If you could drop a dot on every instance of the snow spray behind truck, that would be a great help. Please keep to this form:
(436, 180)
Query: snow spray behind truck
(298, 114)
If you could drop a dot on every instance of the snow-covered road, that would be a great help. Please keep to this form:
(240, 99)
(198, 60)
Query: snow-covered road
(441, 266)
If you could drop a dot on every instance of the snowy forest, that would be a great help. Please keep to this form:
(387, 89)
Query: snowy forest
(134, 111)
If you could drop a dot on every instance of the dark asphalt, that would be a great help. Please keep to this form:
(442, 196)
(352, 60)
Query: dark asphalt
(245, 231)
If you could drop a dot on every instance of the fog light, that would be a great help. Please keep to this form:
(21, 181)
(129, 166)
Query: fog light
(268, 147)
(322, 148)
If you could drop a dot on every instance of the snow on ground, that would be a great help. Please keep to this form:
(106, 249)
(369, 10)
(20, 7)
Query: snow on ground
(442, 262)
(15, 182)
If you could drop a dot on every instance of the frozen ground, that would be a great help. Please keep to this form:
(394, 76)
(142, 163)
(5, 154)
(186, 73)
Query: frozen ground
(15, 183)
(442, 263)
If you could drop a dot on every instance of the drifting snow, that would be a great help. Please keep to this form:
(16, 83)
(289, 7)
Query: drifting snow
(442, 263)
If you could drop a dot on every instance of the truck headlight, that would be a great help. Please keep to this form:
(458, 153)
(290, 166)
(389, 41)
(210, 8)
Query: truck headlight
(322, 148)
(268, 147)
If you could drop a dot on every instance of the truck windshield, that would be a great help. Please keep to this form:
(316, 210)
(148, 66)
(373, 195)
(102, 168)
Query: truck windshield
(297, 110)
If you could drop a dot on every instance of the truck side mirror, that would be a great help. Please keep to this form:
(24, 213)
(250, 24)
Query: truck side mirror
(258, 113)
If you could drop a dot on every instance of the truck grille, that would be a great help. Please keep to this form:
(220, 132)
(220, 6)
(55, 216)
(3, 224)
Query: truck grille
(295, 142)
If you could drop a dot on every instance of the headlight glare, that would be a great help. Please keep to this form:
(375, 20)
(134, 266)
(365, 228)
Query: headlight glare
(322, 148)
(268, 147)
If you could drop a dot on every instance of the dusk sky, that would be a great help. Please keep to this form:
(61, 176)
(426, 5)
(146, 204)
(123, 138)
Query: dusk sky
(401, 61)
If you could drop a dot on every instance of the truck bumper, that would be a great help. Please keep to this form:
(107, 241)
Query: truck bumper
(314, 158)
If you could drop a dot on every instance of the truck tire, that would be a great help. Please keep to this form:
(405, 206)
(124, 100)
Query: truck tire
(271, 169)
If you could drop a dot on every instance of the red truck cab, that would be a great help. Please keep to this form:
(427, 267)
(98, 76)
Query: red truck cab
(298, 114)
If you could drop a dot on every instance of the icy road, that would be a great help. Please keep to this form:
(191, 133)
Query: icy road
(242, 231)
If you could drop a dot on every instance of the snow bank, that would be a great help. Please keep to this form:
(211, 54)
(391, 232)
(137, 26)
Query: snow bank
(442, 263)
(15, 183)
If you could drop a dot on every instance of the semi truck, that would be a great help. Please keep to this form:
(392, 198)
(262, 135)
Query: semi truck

▶ **The task**:
Switch "drop a dot on" to "place a marker on" throughout the entries above, and write out all of the entries again with everything else left the same.

▶ **Answer in full**:
If you could place a marker on every instance of the snow spray behind truck, that would be a great help. Please keep to this form:
(436, 180)
Query: snow spray behind truck
(298, 114)
If you could place a marker on every instance of the snow-covered road, that would be a great help. Please keep to this form:
(240, 99)
(198, 60)
Query: snow-covered road
(441, 266)
If you could place a marker on every instance of the snowy forest, that would be a great help. Please keep to this form:
(387, 89)
Query: snowy forest
(134, 111)
If you could place a marker on every instance of the dark asphalt, that would be a great help. Please keep to this form:
(442, 196)
(352, 60)
Query: dark asphalt
(245, 231)
If you could place a marker on every instance of the fog light, that would be a great help. Please keep to this form:
(21, 181)
(129, 166)
Query: fog light
(268, 147)
(322, 148)
If you could place a marker on every instance of the snow on ground, that would be a great help. Please keep to this form:
(106, 249)
(369, 10)
(20, 7)
Query: snow on ground
(442, 262)
(15, 182)
If you could place a marker on every instance of the frozen ground, that would be a great help. Please keep to this form:
(394, 76)
(142, 163)
(5, 154)
(186, 73)
Query: frozen ground
(15, 183)
(442, 263)
If you could place a marker on every instance of the drifting snow, that would be a great help. Please keep to this form:
(16, 83)
(289, 7)
Query: drifting snow
(442, 263)
If you could place a marker on every instance of the truck headlight, that would be a great help. Please keep to this form:
(458, 153)
(290, 166)
(389, 41)
(210, 8)
Query: truck headlight
(322, 148)
(268, 147)
If you could place a marker on every instance of the truck windshield, that would be a great help. Please keep to this form:
(316, 210)
(148, 66)
(373, 195)
(102, 168)
Query: truck windshield
(297, 110)
If you could place a marker on every instance of the truck side mirror, that would be a great help. Please keep to this form:
(24, 213)
(250, 24)
Query: truck side mirror
(258, 113)
If you could place a marker on every instance of the truck grille, that would be a great help. Please keep to this form:
(220, 132)
(220, 6)
(55, 216)
(3, 224)
Query: truck grille
(295, 142)
If you could place a marker on every instance of the headlight glare, that would be a great help. Please keep to this form:
(375, 20)
(134, 266)
(365, 228)
Query: headlight glare
(322, 148)
(268, 147)
If you could place a marker on every instance of the dusk sky, that would be a great help. Please keep to this form:
(61, 176)
(426, 5)
(146, 204)
(123, 138)
Query: dusk sky
(401, 61)
If you could place a marker on every instance of the truck bumper, that would be a great help. Please keep to this form:
(107, 241)
Query: truck bumper
(314, 158)
If you could place a marker on every instance of the truck tire, that would be a great help. Please keep to this form:
(405, 206)
(124, 100)
Query: truck tire
(271, 169)
If you could place a marker on every instance of the red truck cab, that would be a great help. Please keep to this form:
(427, 267)
(98, 76)
Query: red truck cab
(298, 114)
If you could place a marker on every instance of the icy road, that would be a great help. Please keep to this form:
(191, 133)
Query: icy road
(242, 231)
If you could place a marker on every instance of the snow bank, that would be a great help. Please keep to this form:
(211, 54)
(391, 232)
(137, 26)
Query: snow bank
(442, 263)
(15, 183)
If you could place a marker on every instance of the semi truck, that would be a great help. Please keep to this form:
(392, 198)
(262, 135)
Query: semi truck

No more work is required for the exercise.